| TASK STATEMENT |
Recast the data from its beginning through the line containing "[(440, 33)]", inclusive, as a Markdown table with the columns "Row" and "Entry". Number each line in order, and omit blank lines and pictures.

| PROVIDED MATERIAL |
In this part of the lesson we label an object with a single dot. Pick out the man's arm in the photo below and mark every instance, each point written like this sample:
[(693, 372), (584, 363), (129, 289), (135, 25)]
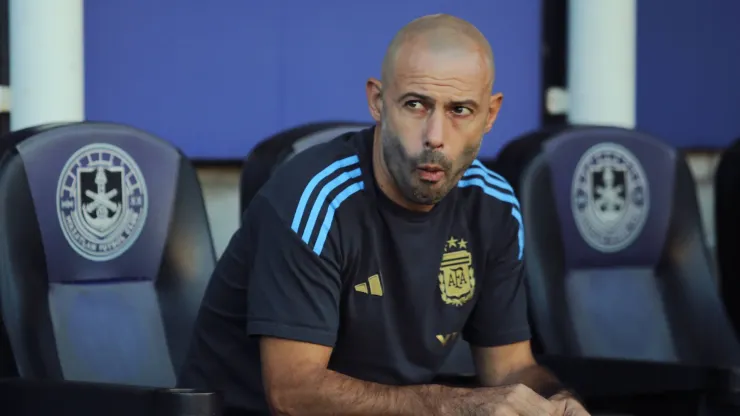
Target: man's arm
[(293, 307), (298, 382), (512, 364)]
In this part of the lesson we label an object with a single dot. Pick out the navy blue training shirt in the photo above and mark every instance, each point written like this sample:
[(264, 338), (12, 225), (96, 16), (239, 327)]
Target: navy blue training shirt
[(324, 257)]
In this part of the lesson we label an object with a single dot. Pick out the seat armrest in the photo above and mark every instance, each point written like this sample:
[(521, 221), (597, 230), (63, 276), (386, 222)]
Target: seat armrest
[(596, 377), (28, 397)]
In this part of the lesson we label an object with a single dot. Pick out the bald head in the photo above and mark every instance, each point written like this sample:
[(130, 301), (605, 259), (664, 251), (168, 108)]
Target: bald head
[(440, 33)]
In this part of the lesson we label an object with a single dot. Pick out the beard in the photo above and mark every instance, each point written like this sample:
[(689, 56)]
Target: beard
[(403, 169)]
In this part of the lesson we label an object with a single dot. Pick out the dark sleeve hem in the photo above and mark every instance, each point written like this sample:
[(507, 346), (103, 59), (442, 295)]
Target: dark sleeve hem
[(497, 340), (294, 333)]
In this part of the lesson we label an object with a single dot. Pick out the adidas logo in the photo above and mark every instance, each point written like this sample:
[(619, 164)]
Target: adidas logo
[(372, 287), (444, 339)]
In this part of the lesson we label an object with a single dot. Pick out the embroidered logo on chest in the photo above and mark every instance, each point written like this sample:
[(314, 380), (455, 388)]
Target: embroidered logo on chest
[(456, 274)]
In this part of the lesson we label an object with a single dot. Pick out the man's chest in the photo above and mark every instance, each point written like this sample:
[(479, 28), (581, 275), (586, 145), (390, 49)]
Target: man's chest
[(408, 290)]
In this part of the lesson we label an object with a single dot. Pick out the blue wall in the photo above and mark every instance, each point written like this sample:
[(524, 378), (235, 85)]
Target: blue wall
[(215, 77), (688, 71)]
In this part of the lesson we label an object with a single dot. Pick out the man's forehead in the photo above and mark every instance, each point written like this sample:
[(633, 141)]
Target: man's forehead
[(453, 67)]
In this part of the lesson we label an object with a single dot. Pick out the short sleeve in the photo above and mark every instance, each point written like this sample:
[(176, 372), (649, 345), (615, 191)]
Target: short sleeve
[(292, 292), (500, 313)]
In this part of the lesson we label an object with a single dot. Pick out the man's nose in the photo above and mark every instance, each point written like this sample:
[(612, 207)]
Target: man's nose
[(435, 124)]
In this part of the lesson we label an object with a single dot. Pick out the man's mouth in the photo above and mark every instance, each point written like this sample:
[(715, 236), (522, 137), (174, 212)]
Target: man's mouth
[(430, 173)]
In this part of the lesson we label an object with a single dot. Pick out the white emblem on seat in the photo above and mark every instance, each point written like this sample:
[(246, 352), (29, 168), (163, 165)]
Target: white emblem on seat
[(102, 201), (610, 197)]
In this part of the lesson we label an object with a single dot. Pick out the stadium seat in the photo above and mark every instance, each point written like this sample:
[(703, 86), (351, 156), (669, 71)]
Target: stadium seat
[(622, 295), (727, 229), (105, 252), (276, 149)]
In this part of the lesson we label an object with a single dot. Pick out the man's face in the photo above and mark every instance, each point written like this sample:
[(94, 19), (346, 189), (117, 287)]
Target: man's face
[(435, 110)]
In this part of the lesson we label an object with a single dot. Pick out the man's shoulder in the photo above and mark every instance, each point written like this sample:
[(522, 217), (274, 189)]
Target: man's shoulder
[(315, 182), (487, 194)]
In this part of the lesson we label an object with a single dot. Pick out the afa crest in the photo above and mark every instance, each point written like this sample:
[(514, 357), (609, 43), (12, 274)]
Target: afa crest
[(456, 274)]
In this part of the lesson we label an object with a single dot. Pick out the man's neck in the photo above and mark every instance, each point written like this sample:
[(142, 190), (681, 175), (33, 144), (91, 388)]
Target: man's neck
[(385, 183)]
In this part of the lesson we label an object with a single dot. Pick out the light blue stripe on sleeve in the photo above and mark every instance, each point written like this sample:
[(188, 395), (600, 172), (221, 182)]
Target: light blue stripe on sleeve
[(321, 200), (329, 217), (489, 190), (312, 185)]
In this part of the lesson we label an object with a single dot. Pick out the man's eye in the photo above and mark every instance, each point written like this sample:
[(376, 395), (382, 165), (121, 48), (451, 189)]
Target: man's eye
[(414, 105), (462, 111)]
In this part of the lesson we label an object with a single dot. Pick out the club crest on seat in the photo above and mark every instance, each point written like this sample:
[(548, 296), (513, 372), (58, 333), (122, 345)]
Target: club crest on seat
[(102, 201), (610, 197)]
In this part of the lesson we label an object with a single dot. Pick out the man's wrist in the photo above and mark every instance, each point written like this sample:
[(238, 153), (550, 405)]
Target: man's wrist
[(563, 394)]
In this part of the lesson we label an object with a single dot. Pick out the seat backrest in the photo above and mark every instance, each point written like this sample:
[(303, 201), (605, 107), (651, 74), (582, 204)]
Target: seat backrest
[(277, 149), (617, 263), (727, 228), (105, 252)]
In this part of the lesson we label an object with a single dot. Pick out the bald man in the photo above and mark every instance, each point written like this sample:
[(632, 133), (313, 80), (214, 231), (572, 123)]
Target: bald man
[(362, 260)]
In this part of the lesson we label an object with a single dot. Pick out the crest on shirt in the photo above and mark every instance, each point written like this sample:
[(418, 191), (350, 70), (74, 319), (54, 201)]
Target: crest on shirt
[(101, 201), (456, 273), (610, 198)]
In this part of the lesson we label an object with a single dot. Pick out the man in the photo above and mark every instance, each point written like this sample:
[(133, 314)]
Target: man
[(362, 259)]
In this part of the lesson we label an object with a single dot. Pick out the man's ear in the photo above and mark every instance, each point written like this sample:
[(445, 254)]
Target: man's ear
[(494, 105), (374, 91)]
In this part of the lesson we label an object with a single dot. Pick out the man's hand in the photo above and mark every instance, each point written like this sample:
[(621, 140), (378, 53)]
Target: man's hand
[(567, 405), (513, 400)]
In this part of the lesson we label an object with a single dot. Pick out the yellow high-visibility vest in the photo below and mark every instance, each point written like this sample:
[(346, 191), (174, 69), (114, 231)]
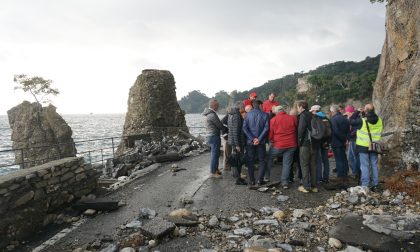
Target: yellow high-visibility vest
[(375, 132)]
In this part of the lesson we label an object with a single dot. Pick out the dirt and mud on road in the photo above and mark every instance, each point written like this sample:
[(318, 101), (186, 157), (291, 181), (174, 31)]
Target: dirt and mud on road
[(217, 215)]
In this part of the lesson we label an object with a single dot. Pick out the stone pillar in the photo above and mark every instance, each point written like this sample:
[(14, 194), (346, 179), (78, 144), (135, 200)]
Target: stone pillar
[(153, 109), (40, 134), (397, 87)]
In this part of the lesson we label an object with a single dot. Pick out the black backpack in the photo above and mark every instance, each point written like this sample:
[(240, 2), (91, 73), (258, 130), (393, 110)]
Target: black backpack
[(318, 128), (327, 124)]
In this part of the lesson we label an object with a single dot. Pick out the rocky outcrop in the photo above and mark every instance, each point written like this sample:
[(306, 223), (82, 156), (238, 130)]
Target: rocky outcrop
[(303, 84), (40, 134), (153, 109), (397, 87), (32, 198)]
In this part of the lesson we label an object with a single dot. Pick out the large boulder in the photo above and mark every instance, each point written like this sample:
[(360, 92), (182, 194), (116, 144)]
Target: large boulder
[(40, 134), (153, 110), (396, 93)]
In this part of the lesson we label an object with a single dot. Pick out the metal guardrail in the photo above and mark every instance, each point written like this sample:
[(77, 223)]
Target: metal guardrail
[(106, 150)]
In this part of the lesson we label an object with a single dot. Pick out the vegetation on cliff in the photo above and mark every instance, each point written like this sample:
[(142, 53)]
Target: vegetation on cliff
[(332, 83)]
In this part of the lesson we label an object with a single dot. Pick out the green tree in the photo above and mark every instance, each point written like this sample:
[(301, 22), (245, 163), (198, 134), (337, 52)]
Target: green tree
[(38, 87)]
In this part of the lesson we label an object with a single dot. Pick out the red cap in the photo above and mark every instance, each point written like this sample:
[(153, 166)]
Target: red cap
[(349, 109)]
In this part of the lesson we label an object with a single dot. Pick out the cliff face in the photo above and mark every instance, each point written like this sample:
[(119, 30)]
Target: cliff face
[(153, 107), (34, 126), (396, 91)]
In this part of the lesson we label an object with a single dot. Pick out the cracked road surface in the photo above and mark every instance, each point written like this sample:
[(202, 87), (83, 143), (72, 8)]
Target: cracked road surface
[(161, 191)]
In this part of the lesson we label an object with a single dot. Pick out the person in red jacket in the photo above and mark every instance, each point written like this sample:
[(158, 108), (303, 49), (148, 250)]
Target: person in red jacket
[(282, 136), (252, 97), (270, 103)]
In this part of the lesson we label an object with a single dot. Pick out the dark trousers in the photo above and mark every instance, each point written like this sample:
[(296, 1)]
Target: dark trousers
[(287, 161), (322, 165), (308, 164), (341, 161), (296, 160), (214, 142), (252, 152)]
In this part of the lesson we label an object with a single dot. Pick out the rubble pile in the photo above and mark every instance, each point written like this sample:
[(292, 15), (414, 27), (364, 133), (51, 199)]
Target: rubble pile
[(309, 229), (271, 228), (405, 181), (145, 153)]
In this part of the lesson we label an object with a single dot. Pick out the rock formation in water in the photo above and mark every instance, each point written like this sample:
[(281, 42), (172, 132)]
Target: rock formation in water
[(153, 109), (397, 88), (40, 134)]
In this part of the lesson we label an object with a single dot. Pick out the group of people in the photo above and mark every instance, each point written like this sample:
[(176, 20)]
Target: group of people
[(302, 136)]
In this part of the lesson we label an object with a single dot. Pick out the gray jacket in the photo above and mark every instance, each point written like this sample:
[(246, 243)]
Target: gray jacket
[(213, 123), (235, 135)]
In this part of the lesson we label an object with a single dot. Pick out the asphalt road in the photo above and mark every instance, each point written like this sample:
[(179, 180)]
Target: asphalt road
[(161, 191)]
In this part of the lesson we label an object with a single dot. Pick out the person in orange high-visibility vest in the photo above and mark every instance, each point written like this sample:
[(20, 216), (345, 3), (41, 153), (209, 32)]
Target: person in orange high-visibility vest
[(361, 123)]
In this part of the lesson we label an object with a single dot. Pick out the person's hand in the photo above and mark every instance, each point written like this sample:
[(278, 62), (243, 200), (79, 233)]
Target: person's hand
[(256, 141)]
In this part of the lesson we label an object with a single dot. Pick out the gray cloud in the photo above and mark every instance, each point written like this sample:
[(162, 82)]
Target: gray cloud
[(235, 44)]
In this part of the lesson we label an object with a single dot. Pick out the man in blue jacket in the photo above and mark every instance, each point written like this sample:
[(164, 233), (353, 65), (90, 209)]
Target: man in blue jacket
[(255, 127), (340, 129)]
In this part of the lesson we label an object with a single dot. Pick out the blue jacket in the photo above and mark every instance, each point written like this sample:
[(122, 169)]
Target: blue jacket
[(255, 126), (340, 129)]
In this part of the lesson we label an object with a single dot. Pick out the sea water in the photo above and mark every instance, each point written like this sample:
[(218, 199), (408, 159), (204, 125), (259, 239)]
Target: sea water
[(101, 127)]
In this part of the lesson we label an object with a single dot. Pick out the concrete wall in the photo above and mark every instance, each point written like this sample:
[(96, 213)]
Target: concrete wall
[(29, 197)]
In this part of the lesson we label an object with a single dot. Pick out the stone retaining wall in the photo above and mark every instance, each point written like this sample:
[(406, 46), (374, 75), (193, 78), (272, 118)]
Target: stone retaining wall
[(30, 197)]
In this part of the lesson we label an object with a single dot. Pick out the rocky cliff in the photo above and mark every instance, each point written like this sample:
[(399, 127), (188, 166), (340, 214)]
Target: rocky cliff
[(153, 108), (40, 134), (396, 91)]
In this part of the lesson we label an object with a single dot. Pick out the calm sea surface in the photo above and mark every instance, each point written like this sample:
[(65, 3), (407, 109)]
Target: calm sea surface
[(86, 127)]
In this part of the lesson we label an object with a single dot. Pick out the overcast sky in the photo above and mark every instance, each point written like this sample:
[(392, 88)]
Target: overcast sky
[(94, 50)]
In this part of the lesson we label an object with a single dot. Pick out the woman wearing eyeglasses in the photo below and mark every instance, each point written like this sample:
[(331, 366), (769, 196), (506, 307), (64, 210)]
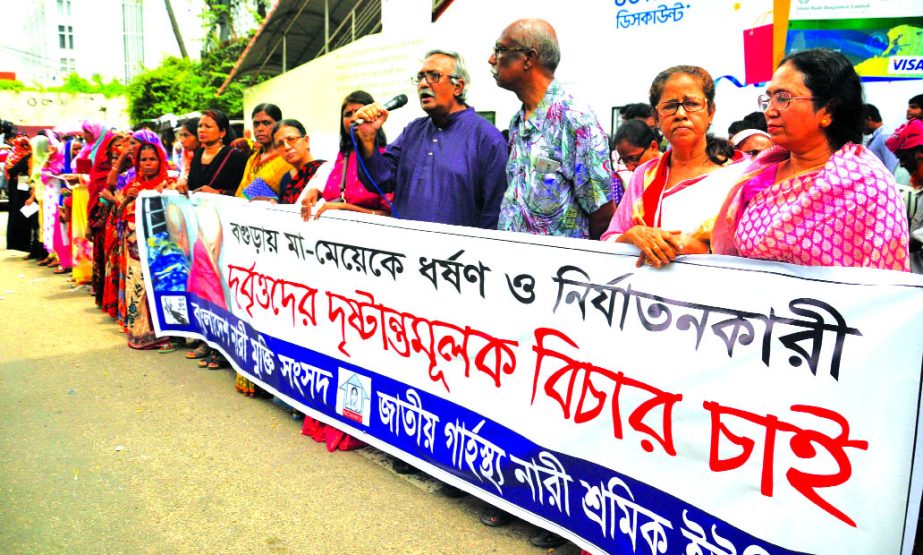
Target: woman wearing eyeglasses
[(636, 143), (671, 201), (817, 198), (292, 142), (342, 189)]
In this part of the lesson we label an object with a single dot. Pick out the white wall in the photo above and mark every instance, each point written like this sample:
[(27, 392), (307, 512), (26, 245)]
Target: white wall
[(29, 43), (601, 64), (53, 109)]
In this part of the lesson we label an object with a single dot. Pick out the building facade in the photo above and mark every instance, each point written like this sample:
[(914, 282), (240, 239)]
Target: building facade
[(49, 39)]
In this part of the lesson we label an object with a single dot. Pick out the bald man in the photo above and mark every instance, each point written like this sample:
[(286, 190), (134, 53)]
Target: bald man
[(560, 178)]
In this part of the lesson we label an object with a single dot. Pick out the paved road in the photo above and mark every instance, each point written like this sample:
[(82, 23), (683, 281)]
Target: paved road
[(108, 450)]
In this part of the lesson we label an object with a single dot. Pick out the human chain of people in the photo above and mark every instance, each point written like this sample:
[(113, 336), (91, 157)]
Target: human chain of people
[(435, 287)]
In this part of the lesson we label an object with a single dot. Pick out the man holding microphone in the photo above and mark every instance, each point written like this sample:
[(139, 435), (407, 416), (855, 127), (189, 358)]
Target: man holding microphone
[(448, 167)]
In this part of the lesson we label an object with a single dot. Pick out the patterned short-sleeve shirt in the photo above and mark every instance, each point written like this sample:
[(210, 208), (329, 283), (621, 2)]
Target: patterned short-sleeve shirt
[(558, 170)]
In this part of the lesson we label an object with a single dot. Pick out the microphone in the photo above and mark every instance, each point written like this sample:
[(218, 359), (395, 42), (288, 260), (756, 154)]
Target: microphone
[(393, 104)]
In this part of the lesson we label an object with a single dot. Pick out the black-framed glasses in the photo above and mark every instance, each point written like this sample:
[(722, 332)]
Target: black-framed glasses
[(432, 77), (632, 160), (780, 100), (501, 49), (290, 141), (689, 105)]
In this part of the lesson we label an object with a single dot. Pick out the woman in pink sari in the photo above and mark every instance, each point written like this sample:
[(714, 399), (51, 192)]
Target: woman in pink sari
[(818, 198)]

| SOLUTION TO THE PROBLEM |
| Row | Entry |
|---|---|
| 1 | In this part of the lesson we label an object with a single dot. Pick out the man's arm in the photo below and mark every instance, each point written like this sample: |
| 2 | [(693, 372), (584, 363), (129, 289), (135, 25)] |
| 3 | Target: man's arm |
| 4 | [(293, 307), (298, 382), (512, 364)] |
| 5 | In this part of the lesson we label an object with a single dot. Pick out the navy blue training shirt in the photo above and mark every instance, each point written like this sample: |
| 6 | [(264, 338), (12, 225), (96, 16), (239, 327)] |
| 7 | Target: navy blue training shirt |
| 8 | [(324, 257)] |
| 9 | In this part of the lesson we label an object with a single dot. Pick out the seat armrest in the photo above and mark every instance, each point written like this sample: |
| 10 | [(521, 221), (597, 230), (63, 276), (386, 222)] |
| 11 | Target: seat armrest |
| 12 | [(596, 377), (28, 397)] |
| 13 | In this part of the lesson we label an object with a single dot. Pick out the bald head in the photo above and mark every instance, each point written like this sample: |
| 14 | [(130, 301), (605, 259), (664, 251), (168, 108)] |
| 15 | Target: bald head |
| 16 | [(440, 33)] |